■ **GOAL**
Starting with the line that contains "Practice. Spot the light", write out each line through the end of the listing, unchanged. Output nothing else.

(Position annotation records)
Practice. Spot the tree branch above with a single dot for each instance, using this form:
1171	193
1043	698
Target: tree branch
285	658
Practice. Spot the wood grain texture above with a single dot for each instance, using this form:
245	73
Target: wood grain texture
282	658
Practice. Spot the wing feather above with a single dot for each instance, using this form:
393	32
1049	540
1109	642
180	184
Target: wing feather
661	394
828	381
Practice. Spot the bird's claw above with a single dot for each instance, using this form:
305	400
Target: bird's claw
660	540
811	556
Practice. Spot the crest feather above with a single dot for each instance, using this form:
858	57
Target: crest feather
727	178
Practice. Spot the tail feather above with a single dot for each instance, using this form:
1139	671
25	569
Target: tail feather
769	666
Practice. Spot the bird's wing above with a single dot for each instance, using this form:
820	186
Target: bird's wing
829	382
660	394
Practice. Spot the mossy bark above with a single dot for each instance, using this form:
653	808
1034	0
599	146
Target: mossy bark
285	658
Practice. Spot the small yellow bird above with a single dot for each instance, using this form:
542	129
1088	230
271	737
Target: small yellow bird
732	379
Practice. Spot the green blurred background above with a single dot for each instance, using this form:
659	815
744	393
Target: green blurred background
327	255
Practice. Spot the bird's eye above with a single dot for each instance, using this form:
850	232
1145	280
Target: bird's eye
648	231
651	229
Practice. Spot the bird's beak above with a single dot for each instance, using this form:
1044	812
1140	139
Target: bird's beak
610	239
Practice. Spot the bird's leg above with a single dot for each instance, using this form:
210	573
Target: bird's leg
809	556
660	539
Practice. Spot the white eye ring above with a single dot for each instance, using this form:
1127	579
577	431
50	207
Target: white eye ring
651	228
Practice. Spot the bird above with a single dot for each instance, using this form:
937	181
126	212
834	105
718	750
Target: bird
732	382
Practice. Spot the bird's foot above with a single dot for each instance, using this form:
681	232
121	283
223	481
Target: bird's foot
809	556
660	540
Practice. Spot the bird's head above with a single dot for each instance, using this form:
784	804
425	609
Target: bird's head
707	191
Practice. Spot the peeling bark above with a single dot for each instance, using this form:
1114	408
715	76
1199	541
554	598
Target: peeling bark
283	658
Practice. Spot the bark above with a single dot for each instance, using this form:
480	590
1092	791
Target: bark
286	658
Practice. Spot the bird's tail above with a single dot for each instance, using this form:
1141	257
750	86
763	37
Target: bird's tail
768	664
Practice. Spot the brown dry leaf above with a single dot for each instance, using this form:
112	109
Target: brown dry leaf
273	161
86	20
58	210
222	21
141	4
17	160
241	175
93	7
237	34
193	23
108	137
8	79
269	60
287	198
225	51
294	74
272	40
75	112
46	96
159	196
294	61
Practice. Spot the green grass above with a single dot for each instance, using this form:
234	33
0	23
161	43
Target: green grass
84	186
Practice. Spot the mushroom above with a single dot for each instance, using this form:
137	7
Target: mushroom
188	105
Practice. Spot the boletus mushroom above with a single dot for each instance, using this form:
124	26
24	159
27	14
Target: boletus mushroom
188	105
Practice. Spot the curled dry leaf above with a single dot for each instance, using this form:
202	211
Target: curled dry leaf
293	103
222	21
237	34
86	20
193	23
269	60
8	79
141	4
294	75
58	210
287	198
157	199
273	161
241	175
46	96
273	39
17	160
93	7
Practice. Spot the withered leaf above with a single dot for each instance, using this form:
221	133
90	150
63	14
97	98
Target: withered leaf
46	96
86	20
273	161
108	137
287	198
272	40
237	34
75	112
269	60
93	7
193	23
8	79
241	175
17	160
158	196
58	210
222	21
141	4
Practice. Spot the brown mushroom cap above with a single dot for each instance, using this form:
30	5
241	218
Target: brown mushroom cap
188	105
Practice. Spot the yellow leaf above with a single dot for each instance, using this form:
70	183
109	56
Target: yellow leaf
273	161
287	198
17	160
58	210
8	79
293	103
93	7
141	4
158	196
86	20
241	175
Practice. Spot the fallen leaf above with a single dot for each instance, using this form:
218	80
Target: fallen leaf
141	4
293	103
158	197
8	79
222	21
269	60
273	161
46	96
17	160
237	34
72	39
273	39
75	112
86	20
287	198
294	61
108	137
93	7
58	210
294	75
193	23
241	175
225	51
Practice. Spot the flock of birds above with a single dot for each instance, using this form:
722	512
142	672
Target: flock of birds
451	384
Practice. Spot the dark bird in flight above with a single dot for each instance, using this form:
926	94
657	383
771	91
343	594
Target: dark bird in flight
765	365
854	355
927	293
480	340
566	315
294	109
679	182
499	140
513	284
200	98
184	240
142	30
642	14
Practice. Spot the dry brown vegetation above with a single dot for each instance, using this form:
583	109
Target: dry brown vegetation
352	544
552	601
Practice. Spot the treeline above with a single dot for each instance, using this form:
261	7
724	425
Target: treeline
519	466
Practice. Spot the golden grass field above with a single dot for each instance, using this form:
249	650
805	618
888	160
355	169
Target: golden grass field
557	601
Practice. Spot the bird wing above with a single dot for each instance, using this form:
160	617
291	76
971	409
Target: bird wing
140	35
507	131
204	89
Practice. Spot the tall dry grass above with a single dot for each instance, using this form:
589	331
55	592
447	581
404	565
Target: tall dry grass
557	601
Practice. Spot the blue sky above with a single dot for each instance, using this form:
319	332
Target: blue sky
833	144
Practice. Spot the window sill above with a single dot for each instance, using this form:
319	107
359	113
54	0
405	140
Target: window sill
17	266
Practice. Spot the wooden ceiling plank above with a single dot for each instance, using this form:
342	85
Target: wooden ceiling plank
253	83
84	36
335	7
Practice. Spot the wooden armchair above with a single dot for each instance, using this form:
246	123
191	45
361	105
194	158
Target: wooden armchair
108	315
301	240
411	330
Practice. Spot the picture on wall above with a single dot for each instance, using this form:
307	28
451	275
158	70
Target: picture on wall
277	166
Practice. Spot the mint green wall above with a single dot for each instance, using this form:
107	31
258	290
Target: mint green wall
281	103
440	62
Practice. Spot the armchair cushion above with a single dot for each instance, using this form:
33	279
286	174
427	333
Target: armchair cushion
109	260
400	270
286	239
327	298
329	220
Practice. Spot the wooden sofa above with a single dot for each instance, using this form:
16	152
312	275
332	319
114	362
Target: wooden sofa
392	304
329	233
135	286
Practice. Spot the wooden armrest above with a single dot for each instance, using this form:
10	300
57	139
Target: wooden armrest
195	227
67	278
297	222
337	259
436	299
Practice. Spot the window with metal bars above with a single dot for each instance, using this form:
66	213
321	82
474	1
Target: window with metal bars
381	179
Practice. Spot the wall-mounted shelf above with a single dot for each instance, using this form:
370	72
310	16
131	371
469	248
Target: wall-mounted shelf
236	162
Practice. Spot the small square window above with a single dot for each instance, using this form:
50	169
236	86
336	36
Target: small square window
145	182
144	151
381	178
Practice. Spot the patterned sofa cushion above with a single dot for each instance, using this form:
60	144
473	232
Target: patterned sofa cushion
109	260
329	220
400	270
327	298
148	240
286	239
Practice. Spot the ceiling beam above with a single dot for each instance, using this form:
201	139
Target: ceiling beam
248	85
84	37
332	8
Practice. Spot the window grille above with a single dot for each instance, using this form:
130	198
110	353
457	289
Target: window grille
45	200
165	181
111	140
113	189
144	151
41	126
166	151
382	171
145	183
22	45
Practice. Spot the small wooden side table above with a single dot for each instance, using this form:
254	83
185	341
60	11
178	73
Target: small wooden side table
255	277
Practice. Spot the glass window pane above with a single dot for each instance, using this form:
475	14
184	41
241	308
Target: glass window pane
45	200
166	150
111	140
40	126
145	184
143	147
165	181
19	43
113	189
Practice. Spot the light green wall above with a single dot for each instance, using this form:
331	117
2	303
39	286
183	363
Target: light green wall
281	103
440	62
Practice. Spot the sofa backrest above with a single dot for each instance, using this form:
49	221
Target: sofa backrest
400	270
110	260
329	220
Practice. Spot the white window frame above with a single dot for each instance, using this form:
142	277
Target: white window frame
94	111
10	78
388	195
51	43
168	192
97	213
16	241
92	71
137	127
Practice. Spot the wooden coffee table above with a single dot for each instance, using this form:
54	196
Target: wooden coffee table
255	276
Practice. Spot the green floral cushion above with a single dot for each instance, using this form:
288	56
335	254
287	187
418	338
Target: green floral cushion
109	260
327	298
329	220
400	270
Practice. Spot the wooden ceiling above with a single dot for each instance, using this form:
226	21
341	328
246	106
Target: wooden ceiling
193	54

■ **WRITTEN REPLY**
Practice. Spot the light green wall above with a single dot for each instance, using this form:
331	117
2	303
39	286
183	363
Target: light green wall
281	103
440	62
Practice. Spot the sofa backrest above with a single dot for each instance, using this form:
49	221
Target: sofa backrest
400	270
110	260
329	220
Practice. Spot the white window frame above with a single dot for each instance, using this form:
142	277
Target: white window frame
94	111
10	78
388	195
51	43
168	192
97	213
16	241
92	71
137	127
Practice. Spot the wooden coffee table above with a single dot for each instance, using this form:
54	196
Target: wooden coffee table
255	276
Practice. Spot the green floral cushion above with a single dot for each instance, using this form:
288	56
335	254
287	187
418	338
Target: green floral cushion
109	260
327	298
329	220
400	270
Practice. Spot the wooden ceiling above with a single dot for each instance, using this form:
226	21
341	328
246	106
Target: wooden ceiling
193	54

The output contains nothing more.